> ENTRIES SHOWN
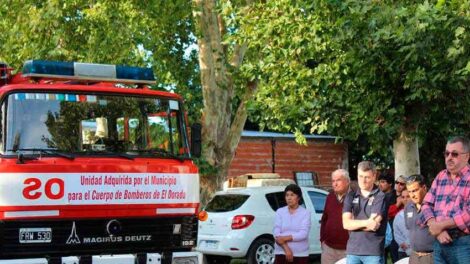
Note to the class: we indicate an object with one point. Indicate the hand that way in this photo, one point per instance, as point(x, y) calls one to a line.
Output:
point(444, 237)
point(404, 246)
point(289, 254)
point(280, 240)
point(435, 228)
point(372, 225)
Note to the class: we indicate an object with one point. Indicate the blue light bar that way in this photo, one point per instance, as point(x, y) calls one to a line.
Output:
point(88, 72)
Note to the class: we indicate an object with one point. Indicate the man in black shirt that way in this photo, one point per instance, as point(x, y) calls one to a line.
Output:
point(421, 240)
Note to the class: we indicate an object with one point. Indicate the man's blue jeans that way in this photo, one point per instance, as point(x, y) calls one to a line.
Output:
point(457, 252)
point(355, 259)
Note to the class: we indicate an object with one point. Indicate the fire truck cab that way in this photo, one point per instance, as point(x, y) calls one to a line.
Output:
point(95, 167)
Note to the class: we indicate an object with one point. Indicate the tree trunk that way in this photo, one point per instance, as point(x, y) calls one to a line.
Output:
point(405, 150)
point(221, 128)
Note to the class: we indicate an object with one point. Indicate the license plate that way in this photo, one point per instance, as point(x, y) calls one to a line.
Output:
point(211, 244)
point(35, 235)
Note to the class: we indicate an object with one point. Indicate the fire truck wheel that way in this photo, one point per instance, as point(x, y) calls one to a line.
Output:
point(261, 251)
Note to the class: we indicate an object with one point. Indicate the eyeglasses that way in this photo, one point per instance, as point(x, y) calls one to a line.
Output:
point(414, 178)
point(453, 154)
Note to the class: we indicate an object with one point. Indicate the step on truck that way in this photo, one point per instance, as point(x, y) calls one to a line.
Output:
point(95, 167)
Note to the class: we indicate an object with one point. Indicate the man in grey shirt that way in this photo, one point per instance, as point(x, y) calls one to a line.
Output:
point(421, 240)
point(365, 215)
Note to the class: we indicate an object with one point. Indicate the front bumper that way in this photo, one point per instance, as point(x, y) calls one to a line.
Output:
point(149, 258)
point(234, 244)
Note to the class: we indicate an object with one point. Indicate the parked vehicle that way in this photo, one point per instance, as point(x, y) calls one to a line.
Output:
point(240, 223)
point(95, 167)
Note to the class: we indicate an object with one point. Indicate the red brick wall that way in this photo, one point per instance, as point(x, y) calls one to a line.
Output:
point(321, 157)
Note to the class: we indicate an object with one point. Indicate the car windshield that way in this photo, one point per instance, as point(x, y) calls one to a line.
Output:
point(226, 203)
point(91, 124)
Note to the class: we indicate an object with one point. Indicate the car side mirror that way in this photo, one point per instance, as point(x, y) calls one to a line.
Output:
point(196, 140)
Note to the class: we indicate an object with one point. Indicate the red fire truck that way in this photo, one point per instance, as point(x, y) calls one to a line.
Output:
point(95, 167)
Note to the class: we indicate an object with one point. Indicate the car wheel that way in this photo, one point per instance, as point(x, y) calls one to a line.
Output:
point(211, 259)
point(261, 252)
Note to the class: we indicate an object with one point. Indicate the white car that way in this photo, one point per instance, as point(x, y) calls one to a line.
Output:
point(240, 223)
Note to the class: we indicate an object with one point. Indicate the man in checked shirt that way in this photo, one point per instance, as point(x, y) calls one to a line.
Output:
point(446, 207)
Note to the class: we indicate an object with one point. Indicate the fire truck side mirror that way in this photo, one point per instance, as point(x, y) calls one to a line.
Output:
point(196, 140)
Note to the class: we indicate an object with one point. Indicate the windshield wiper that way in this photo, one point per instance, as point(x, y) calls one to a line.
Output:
point(46, 151)
point(159, 151)
point(113, 154)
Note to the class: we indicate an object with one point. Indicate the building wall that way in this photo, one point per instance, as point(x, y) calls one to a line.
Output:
point(319, 156)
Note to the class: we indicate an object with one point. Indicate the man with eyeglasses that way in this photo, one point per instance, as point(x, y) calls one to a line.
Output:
point(421, 241)
point(446, 207)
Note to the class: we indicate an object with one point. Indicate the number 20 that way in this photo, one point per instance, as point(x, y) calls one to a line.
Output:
point(32, 192)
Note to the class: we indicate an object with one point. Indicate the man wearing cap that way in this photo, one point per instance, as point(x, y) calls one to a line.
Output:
point(333, 236)
point(365, 215)
point(446, 207)
point(386, 181)
point(421, 241)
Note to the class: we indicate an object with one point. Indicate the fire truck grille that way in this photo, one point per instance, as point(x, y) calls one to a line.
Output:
point(96, 236)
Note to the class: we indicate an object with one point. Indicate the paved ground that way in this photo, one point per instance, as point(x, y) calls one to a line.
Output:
point(241, 261)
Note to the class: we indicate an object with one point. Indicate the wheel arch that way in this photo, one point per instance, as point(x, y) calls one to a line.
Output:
point(268, 236)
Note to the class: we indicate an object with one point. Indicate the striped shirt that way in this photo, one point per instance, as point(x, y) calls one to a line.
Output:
point(449, 198)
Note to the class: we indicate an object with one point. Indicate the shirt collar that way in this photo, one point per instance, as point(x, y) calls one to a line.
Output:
point(374, 191)
point(464, 171)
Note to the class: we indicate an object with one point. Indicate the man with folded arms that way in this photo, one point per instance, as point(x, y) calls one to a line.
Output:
point(446, 207)
point(365, 215)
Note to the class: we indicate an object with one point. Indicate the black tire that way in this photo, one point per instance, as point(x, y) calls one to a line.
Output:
point(212, 259)
point(261, 252)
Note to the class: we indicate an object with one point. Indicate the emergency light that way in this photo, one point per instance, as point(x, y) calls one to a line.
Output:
point(88, 72)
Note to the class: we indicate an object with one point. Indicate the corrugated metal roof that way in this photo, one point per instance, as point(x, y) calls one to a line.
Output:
point(247, 133)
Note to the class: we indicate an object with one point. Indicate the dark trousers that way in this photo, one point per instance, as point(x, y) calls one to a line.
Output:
point(456, 252)
point(281, 259)
point(393, 251)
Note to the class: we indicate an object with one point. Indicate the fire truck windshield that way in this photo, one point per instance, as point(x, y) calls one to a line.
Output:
point(91, 124)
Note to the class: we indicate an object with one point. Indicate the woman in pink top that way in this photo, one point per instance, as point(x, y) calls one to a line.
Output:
point(291, 228)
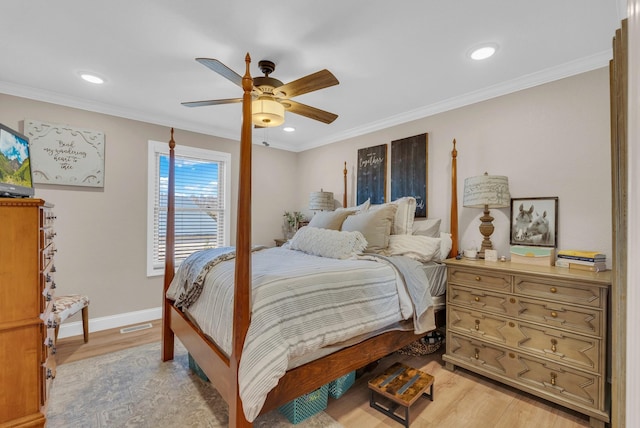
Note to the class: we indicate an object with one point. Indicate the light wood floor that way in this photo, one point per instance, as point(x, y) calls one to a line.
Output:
point(461, 399)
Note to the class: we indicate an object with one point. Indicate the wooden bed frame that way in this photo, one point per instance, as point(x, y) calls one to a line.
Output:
point(221, 370)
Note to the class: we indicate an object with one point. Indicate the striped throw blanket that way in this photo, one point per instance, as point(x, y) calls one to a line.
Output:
point(300, 304)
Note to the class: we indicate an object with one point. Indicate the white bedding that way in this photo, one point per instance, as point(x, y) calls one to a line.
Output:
point(302, 303)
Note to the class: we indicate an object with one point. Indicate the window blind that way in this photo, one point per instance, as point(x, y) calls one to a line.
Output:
point(199, 206)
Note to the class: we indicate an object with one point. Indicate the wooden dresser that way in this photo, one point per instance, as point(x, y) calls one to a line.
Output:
point(540, 329)
point(27, 364)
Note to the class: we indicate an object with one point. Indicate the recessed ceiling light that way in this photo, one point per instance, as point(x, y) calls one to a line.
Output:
point(483, 52)
point(92, 78)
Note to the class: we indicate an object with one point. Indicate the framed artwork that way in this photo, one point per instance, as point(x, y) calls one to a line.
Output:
point(372, 174)
point(61, 154)
point(534, 221)
point(409, 175)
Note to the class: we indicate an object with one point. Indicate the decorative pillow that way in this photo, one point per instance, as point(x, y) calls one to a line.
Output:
point(403, 221)
point(328, 243)
point(375, 225)
point(420, 248)
point(362, 207)
point(428, 227)
point(329, 219)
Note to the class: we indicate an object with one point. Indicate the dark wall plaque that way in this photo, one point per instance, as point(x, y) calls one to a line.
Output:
point(372, 174)
point(409, 160)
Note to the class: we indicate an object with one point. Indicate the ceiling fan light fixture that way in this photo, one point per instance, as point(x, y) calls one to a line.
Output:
point(267, 113)
point(483, 52)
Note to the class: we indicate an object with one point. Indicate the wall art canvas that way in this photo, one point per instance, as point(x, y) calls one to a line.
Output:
point(372, 174)
point(65, 155)
point(409, 175)
point(534, 221)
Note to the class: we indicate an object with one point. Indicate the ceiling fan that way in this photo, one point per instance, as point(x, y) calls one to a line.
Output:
point(271, 97)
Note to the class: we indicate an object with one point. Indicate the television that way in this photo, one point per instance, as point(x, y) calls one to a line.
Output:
point(15, 164)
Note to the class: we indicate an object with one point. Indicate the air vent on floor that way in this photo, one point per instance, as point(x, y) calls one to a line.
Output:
point(135, 328)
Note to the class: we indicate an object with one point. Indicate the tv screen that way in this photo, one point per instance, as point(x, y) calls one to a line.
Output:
point(15, 164)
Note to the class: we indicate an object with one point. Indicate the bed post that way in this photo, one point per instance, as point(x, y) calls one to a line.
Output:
point(169, 261)
point(242, 296)
point(344, 195)
point(454, 202)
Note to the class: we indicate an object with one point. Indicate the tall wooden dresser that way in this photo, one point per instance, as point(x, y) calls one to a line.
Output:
point(27, 364)
point(541, 329)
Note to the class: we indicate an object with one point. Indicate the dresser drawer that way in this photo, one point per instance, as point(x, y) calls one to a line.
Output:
point(477, 353)
point(546, 378)
point(558, 290)
point(495, 281)
point(557, 314)
point(579, 351)
point(478, 299)
point(560, 381)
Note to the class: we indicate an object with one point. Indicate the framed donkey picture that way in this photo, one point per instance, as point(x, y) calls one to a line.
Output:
point(534, 221)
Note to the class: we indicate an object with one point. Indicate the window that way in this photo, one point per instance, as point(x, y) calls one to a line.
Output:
point(202, 202)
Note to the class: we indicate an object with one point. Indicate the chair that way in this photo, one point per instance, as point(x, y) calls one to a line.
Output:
point(66, 306)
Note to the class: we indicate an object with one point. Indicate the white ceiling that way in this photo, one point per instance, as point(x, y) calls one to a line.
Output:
point(396, 61)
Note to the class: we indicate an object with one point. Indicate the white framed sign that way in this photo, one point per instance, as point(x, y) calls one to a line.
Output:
point(61, 154)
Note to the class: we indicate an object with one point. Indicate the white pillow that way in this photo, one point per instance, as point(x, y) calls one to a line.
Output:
point(362, 207)
point(428, 227)
point(403, 221)
point(375, 225)
point(329, 219)
point(327, 242)
point(420, 248)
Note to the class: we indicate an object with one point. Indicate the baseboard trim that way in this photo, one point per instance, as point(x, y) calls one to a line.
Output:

> OBJECTIVE
Write the lines of the records from the line with "the wooden bed" to the line with "point(199, 206)", both included, as a JSON list of strings with one string per line and no blank lines.

> WRITTEN ANSWER
[
  "Note to the class: we indicate an object with one point. Indicate the wooden bed frame that way in this photo, one point per instance, as point(x, y) calls one to a line.",
  "Output:",
  "point(221, 370)",
  "Note to the class: we indicate an object with one point. Indicate the striped throw blanket that way in this photo, one point per instance, as point(x, y) calls one to a line.",
  "Output:",
  "point(300, 304)",
  "Note to the class: we indicate an object with one point. Indicate the white bedding that way in this photo, one point per instance, as point(x, y) calls one to a line.",
  "Output:",
  "point(302, 303)",
  "Note to the class: we indicate an object with one point. Indicate the window blind that way in this photo, one point per instance, as point(x, y) calls one to a line.",
  "Output:",
  "point(199, 206)"
]